What to produce: Copy the listing lines starting at the line containing "wristwatch, it would be much appreciated." and ending at the line containing "POLYGON ((146 107, 146", substituting "watch" for "wristwatch" and leaving everything else unchanged.

======== Input for this task ========

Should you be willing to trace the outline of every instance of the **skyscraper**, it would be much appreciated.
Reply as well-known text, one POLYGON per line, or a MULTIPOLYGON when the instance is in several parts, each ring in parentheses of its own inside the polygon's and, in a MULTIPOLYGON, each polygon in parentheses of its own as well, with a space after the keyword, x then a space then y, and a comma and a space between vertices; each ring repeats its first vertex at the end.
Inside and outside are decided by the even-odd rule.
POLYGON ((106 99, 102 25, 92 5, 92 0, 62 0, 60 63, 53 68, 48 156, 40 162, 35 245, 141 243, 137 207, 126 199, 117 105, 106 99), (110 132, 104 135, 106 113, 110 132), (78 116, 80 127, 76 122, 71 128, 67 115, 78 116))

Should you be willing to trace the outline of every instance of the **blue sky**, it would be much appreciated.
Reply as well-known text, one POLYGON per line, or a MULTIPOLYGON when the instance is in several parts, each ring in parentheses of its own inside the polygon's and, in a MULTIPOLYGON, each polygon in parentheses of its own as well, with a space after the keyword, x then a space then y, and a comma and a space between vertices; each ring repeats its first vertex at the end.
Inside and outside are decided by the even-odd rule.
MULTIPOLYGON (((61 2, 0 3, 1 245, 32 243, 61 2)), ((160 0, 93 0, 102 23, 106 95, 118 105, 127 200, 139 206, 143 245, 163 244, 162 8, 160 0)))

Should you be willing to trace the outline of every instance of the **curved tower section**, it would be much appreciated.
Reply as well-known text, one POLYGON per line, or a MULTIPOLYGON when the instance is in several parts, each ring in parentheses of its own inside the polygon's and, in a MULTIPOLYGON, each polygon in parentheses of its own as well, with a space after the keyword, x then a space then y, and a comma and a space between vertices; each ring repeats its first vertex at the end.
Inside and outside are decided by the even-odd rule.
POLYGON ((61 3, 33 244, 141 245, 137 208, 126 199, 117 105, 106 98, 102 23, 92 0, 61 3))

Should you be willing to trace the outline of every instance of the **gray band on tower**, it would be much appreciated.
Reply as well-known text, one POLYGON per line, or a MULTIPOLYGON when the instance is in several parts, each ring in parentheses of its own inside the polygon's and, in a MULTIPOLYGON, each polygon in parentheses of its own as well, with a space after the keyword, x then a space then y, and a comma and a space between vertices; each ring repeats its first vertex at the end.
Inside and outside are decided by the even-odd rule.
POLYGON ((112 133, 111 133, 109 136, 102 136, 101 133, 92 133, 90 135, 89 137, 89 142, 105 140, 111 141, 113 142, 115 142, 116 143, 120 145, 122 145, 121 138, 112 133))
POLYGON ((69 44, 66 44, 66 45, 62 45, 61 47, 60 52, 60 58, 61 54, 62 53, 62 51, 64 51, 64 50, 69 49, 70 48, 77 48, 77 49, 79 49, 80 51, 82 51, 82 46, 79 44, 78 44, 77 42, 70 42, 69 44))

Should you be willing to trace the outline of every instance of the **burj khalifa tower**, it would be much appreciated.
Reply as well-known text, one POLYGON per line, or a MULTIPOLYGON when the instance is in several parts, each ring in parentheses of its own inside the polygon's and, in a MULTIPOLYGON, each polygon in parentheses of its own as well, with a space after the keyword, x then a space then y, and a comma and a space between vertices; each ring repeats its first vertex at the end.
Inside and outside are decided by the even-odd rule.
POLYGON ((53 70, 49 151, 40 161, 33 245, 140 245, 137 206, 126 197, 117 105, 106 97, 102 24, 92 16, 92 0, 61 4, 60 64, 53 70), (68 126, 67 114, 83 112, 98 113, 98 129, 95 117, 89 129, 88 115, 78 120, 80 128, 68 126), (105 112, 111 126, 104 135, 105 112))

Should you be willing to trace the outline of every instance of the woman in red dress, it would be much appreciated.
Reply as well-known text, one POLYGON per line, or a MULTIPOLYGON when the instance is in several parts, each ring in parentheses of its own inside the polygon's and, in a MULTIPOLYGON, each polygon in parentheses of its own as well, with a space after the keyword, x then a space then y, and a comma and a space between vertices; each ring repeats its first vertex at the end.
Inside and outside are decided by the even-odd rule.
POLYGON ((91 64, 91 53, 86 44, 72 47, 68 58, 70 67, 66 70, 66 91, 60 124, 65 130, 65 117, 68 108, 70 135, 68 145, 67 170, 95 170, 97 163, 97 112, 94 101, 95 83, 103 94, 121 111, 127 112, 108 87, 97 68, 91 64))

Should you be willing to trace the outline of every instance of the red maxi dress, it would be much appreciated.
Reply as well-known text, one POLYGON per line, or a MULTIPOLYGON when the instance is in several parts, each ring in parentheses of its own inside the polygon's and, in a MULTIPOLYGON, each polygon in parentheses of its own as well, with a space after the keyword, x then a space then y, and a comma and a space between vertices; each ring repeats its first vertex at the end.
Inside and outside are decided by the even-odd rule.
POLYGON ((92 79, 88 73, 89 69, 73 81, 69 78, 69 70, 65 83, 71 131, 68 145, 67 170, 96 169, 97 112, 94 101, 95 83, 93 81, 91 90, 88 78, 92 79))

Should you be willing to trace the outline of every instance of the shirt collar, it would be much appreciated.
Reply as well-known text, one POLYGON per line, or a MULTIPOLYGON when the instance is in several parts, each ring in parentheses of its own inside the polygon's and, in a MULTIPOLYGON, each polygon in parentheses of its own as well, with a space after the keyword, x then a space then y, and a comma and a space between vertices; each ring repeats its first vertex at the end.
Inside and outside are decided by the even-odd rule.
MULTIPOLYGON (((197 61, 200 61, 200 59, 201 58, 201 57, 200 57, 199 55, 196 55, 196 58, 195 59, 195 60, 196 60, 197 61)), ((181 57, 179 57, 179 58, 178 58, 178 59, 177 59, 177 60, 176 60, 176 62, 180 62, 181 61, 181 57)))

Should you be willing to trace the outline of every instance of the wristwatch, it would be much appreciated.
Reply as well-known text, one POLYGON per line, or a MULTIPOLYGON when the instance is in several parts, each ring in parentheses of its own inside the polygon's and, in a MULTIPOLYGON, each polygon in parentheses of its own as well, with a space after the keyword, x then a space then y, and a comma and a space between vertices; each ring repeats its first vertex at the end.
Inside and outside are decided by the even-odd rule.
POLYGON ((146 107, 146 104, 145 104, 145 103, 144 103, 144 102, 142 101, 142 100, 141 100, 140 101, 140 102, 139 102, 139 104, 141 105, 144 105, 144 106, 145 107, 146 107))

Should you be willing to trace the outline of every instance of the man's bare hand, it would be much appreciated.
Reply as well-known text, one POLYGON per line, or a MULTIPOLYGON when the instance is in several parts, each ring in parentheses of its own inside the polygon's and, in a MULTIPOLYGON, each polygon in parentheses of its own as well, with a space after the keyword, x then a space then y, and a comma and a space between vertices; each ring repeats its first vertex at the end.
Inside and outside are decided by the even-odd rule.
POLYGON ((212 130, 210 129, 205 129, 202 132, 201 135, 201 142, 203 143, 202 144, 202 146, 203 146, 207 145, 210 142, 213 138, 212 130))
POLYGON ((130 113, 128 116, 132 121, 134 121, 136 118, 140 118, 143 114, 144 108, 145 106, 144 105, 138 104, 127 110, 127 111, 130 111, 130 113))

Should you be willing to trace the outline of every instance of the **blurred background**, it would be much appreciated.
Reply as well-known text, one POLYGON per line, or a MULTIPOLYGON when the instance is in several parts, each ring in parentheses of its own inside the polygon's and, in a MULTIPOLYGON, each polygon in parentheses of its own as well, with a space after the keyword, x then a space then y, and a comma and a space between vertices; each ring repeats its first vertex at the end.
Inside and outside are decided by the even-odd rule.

========

Final result:
Should you be willing to trace the outline of every instance of the watch, it would be much appreciated.
Reply as well-known text, one POLYGON per line, or a MULTIPOLYGON when the instance is in several parts, each ring in parentheses of its own inside the polygon's and, in a MULTIPOLYGON, each polygon in parentheses of its own as well, with a space after the keyword, x then a space then y, and a comma and a space between vertices; each ring repeats its first vertex at the end.
Inside and outside are decided by the even-odd rule.
POLYGON ((146 107, 146 104, 145 104, 145 103, 144 103, 144 102, 142 101, 142 100, 141 100, 140 101, 140 102, 139 102, 139 104, 141 105, 144 105, 144 106, 145 107, 146 107))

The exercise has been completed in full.